=== Exercise objective ===
Write out the records below again, from the line containing "Target: fog" through the last line of the records, both ends included. Keep every line as it is, except shift each coordinate in the answers by adding -12 to both numbers.
□ □ □ □ □ □ □
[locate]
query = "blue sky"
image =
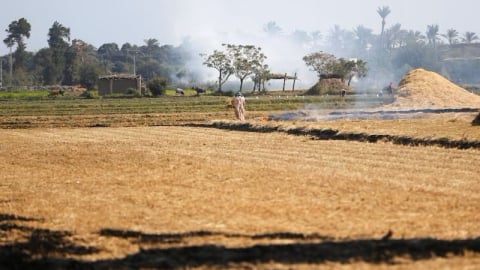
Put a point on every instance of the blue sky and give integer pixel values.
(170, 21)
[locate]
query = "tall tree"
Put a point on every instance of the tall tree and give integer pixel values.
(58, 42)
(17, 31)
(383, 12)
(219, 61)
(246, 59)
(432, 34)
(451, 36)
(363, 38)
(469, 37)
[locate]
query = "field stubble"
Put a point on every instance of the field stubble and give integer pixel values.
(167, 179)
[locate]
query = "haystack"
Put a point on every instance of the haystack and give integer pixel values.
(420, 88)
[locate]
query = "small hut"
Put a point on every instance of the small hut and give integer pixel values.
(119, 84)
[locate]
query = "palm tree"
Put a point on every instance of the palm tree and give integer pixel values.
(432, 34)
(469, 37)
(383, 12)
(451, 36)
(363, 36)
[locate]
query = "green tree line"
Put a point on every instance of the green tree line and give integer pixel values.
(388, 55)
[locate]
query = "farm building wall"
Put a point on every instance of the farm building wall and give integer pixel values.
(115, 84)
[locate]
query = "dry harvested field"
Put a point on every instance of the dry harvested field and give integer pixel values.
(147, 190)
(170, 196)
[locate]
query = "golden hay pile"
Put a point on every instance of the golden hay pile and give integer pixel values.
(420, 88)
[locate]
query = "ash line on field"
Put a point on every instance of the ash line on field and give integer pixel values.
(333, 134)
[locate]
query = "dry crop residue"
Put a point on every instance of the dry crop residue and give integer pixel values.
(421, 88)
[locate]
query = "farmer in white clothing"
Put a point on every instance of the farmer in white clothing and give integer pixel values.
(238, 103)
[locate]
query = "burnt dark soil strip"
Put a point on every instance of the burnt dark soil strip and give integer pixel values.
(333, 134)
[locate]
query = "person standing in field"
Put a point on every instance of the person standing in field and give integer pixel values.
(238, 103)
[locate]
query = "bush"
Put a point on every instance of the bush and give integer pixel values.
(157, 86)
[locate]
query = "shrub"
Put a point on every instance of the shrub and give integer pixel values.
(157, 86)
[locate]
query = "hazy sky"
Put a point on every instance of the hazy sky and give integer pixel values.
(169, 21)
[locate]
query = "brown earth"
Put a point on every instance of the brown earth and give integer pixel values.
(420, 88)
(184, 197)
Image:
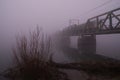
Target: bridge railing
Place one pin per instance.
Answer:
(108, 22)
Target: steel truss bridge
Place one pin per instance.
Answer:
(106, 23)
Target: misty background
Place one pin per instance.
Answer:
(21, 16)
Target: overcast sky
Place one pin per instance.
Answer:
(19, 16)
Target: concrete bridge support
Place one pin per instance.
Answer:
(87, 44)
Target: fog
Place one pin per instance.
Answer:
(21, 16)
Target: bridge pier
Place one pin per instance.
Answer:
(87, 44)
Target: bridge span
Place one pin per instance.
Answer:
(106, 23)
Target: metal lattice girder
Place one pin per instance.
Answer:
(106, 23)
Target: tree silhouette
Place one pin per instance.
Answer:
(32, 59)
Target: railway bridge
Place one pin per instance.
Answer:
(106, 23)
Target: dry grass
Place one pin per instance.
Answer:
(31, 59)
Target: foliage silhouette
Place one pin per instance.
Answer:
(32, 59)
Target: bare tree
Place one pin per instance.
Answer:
□ □ □ □ □ □ □
=== Problem solution ===
Target: fog
Place one pin per instance.
Answer:
(9, 4)
Target: bridge pier
Place one pin per instance.
Answer:
(75, 32)
Target: bridge span
Place one pin per instance.
Answer:
(94, 11)
Target: metal lattice girder
Place one pin per instance.
Answer:
(94, 11)
Target: tree silhouette
Place one pin per instance.
Answer:
(20, 47)
Target: railway bridge
Place one pin per instance.
Answer:
(94, 11)
Target: dry grass
Place one pin per instance.
Answer:
(19, 47)
Target: foliage silhouette
Place one pin per instance.
Answer:
(20, 47)
Target: bare tree
Place one pin per instance.
Answer:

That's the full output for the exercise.